**STATED EXERCISE 1**
Using the panel description, mark each statement as yes or no, and quote the words of the text that decide it: (a) The panel brings together artists, designers, and scholars. (b) The panel frames infrastructures solely in terms of emergency. (c) The panel hopes to suggest new modes of practice and research.
**STATED EXERCISE 2**
Answer these from the panel description:
(a) Which three recent concerns have turned attention toward infrastructure?
(b) Between which kinds of infrastructures does the panel plan to interrogate interactions?
(c) What word, placed in quotation marks, closes the panel description?
**STATED EXERCISE 3**
Rewrite the panel description from "This panel brings" to "invention of world(s).", swapping "investors" for "financiers".

This panel brings together artists, designers, and scholars to examine the complex relationship between infrastructure and futurity in a myriad of situations. Our intention is to reconfigure the study, and production, of infrastructures in terms of emergence and not merely emergency.
Recent concerns with global warming, security, and population, not to mention with discourses on creativity and 'freedom', have turned the focus of investors, planners, academics, designers and artists toward "infrastructure" as fruitful concept, source of value, and potential salvation. Infrastructures act as projective filters, presupposing and determining what is possible, orienting and enabling the invention of world(s).
This panel will examine this complex contemporary relationship between infrastructure and futurity in a myriad of situations. Bridging anthropology, media and technology studies, architecture, design, art and history of science, our intention is to reconfigure the study, and production, of infrastructures in terms of emergence and not merely emergency; to interrogate the complex interactions between "hard" and "soft" or "smart" and "stupid" infrastructures; and to reevaluate how we discern between failure and success, control and freedom — the considerations that condition our present and shape our future. Most importantly, this panel will examine the stakes attendant to reframing creativity, economies, cultures and political agency in terms of "infrastructure" and design; what work does the current attention the concept is receiving accomplish? And what strategies are deployed by different agents to make infrastructures available (or opaque) to others? Finally, as a panel we hope to workshop and suggest new modes of practice and research by which to intervene in, revise, and re-imagine our contemporary attitudes to technology, speculation, and planetary "crisis".

[Entries from a pointing dataset]
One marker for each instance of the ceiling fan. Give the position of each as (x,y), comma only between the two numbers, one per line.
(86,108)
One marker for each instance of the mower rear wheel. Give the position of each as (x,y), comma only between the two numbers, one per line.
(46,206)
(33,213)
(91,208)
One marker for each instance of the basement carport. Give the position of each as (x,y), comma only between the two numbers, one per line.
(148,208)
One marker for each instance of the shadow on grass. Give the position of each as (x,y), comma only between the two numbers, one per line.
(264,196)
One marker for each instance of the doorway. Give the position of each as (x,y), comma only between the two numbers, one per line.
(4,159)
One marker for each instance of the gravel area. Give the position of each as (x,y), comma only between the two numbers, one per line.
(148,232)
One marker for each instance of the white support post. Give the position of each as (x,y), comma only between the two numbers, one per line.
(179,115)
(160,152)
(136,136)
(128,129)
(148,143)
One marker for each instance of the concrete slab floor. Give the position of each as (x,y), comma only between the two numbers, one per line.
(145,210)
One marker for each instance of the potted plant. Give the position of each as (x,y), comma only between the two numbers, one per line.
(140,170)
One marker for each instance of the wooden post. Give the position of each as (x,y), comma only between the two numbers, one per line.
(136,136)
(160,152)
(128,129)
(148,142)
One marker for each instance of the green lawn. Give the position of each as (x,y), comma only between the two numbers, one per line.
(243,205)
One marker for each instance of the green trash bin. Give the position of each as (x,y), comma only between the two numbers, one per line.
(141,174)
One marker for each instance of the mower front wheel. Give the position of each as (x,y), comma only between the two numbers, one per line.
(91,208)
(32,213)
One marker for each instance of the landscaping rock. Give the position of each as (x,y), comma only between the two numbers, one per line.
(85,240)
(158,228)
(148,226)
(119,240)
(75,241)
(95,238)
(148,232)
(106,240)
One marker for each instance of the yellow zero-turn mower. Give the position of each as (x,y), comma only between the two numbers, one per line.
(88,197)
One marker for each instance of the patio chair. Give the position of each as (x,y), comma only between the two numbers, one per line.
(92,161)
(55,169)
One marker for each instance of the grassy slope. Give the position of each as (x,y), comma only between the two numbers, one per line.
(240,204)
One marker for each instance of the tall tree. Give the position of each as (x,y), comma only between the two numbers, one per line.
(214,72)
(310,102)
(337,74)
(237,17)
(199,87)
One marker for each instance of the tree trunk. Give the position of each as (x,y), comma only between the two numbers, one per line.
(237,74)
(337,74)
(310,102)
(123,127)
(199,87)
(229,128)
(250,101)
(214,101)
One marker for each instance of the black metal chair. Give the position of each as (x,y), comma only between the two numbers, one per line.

**OUTPUT 1**
(a) Yes: "This panel brings together artists, designers, and scholars"
(b) No: "in terms of emergence and not merely emergency"
(c) Yes: "we hope to workshop and suggest new modes of practice and research"

**OUTPUT 2**
(a) Global warming, security, and population
(b) "Hard" and "soft," or "smart" and "stupid" infrastructures
(c) "crisis"

**OUTPUT 3**
This panel brings together artists, designers, and scholars to examine the complex relationship between infrastructure and futurity in a myriad of situations. Our intention is to reconfigure the study, and production, of infrastructures in terms of emergence and not merely emergency.
Recent concerns with global warming, security, and population, not to mention with discourses on creativity and 'freedom', have turned the focus of financiers, planners, academics, designers and artists toward "infrastructure" as fruitful concept, source of value, and potential salvation. Infrastructures act as projective filters, presupposing and determining what is possible, orienting and enabling the invention of world(s).